● **Problem requirements**: Your whole reply should be the lines from the one that contains "brown hair with a single point per instance." through the last line of the listing, copied exactly.

● **Records for the exercise**:
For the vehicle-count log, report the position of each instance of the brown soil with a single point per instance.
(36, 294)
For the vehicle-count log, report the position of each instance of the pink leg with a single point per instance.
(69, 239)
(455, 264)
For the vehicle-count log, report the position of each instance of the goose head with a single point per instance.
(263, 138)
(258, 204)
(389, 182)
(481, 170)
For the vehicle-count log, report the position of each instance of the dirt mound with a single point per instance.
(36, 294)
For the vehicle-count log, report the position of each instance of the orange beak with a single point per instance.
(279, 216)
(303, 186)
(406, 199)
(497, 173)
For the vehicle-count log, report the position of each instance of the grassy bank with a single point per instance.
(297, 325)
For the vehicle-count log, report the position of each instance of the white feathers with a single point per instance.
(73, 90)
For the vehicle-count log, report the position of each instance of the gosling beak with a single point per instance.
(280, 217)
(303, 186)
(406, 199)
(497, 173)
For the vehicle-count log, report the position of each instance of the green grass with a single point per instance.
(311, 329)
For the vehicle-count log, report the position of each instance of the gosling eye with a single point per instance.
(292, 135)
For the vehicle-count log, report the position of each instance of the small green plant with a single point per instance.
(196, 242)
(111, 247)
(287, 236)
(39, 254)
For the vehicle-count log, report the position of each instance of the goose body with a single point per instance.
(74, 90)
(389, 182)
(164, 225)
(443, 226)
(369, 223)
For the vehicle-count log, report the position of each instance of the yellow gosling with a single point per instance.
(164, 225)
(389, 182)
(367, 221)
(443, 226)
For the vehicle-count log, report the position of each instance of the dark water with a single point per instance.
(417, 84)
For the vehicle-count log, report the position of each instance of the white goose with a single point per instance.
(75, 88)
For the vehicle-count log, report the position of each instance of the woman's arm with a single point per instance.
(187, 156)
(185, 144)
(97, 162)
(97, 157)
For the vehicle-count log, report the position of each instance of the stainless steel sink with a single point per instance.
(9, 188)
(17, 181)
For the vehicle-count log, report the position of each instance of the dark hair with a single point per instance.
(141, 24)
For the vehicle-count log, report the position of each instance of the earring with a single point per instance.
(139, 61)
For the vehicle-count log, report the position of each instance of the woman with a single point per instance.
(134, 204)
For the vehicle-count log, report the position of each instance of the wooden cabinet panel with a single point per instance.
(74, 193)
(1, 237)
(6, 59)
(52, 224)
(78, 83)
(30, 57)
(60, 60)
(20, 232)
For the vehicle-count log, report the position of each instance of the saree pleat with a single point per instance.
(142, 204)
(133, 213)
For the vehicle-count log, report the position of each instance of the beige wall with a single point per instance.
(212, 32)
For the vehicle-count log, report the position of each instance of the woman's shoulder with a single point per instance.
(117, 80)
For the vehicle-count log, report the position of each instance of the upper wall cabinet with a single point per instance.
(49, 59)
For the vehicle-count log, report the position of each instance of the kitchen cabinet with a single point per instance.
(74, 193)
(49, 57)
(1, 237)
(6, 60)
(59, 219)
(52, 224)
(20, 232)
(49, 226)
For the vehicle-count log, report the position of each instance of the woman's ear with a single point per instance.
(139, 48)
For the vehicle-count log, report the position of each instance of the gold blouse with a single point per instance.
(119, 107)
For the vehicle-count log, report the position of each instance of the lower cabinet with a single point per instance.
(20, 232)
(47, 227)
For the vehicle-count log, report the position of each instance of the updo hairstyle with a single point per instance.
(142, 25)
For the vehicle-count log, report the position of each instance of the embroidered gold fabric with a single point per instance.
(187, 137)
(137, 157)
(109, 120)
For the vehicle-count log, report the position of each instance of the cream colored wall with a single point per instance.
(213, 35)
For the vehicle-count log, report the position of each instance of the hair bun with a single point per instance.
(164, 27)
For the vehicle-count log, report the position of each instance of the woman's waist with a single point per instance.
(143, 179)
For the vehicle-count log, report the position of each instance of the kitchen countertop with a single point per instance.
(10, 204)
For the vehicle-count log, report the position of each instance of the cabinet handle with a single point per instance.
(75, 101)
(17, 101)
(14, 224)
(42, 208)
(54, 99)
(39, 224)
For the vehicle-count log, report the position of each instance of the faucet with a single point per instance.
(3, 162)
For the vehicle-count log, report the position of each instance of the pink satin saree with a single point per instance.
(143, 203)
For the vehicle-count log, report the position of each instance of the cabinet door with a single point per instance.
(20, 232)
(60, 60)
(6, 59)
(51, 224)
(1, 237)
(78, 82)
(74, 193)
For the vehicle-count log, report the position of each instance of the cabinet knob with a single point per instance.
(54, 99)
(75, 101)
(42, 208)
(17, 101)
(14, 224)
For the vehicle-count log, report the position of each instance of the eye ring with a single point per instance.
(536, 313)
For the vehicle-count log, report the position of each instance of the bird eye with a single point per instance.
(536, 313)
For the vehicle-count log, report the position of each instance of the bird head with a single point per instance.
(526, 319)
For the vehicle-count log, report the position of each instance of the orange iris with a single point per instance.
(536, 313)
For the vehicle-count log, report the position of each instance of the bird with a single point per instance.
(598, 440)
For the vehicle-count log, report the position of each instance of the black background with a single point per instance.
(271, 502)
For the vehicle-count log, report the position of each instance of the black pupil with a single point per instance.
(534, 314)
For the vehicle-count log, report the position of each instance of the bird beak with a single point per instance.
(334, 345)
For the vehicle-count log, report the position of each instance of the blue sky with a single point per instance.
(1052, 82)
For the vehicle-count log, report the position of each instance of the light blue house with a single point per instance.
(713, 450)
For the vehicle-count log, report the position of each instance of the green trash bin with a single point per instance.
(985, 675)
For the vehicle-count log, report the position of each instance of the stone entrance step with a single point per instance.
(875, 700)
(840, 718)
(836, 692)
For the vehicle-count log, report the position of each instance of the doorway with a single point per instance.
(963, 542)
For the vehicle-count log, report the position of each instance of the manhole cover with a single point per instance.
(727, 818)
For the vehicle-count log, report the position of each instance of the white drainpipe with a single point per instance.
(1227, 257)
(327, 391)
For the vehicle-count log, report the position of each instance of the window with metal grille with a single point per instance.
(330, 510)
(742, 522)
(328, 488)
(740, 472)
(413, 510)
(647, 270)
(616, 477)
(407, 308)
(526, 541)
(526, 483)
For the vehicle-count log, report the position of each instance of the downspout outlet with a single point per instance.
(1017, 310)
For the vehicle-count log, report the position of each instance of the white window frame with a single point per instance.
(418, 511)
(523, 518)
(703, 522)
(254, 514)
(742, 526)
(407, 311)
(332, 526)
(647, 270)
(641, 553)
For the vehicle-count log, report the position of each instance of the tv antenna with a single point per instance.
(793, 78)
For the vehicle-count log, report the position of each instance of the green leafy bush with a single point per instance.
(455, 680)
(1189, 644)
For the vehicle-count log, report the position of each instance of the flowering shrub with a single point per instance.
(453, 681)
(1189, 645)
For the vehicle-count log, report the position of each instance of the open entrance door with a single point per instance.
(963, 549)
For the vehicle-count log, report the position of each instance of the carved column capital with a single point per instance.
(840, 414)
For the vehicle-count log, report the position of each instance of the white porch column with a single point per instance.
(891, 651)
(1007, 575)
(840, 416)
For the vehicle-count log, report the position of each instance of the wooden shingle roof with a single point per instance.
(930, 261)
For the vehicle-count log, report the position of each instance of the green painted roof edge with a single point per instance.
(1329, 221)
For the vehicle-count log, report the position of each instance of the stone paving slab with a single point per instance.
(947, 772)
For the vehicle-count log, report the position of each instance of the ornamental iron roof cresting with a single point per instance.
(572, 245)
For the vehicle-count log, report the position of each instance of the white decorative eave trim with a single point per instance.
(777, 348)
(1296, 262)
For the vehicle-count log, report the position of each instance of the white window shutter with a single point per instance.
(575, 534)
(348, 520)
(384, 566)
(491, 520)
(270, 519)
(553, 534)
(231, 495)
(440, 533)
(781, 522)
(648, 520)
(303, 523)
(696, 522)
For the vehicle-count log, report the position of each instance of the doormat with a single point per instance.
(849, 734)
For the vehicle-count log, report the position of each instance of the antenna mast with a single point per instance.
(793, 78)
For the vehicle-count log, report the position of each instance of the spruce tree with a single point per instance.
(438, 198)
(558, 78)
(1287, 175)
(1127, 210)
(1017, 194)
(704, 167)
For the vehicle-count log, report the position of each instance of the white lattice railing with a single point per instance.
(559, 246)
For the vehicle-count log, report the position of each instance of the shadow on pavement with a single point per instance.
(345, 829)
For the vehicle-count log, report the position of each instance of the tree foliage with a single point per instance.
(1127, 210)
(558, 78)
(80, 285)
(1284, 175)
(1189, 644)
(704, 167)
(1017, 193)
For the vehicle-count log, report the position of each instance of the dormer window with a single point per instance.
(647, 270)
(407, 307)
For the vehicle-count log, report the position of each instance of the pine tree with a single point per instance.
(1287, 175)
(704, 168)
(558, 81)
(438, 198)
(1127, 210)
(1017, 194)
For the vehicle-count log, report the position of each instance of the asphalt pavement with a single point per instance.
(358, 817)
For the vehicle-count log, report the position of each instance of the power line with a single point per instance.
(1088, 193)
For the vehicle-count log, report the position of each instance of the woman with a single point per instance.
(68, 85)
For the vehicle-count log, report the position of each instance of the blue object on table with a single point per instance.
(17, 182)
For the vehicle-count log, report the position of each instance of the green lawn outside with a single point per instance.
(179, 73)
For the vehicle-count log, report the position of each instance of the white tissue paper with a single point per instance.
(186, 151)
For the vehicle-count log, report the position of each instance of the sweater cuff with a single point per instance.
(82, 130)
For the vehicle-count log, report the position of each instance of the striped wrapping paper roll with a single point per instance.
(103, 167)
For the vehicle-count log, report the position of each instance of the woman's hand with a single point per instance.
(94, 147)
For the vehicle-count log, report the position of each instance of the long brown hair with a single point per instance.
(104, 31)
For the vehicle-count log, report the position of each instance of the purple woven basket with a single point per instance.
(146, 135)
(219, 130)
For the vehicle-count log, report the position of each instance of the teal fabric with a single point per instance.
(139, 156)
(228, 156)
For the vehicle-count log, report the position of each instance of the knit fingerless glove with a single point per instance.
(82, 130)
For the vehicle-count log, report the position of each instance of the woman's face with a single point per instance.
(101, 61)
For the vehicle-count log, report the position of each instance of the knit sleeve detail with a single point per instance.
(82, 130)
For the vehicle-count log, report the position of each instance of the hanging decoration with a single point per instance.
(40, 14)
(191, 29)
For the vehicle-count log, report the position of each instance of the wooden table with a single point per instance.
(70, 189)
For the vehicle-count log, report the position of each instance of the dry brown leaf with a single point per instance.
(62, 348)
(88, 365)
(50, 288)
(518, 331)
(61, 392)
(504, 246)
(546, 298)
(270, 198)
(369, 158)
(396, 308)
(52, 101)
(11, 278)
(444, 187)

● **Your response**:
For the vehicle-count log, report the position of each instance of the long brown hair with a single point per instance.
(104, 31)
For the vehicle-count log, report the position of each instance of the purple woven basket with a single point per instance.
(146, 135)
(219, 130)
For the vehicle-count log, report the position of each instance of the teal fabric with a single point per instance.
(139, 156)
(228, 156)
For the vehicle-count log, report the position of each instance of the knit fingerless glove with a single point per instance.
(82, 130)
For the vehicle-count log, report the position of each instance of the woman's face with a single point per instance.
(101, 61)
For the vehicle-count log, report the position of each instance of the knit sleeve detail with a single point per instance.
(82, 130)
For the vehicle-count log, report the position of each instance of the hanging decoration with a single point per instance.
(40, 14)
(191, 29)
For the vehicle-count log, report the position of each instance of the wooden table with a single point per instance.
(70, 189)
For the vehicle-count log, report the position of each instance of the dry brown leaf with a single point per instance.
(62, 348)
(88, 365)
(50, 288)
(518, 331)
(61, 392)
(504, 246)
(546, 298)
(270, 198)
(369, 158)
(396, 308)
(52, 101)
(11, 278)
(444, 187)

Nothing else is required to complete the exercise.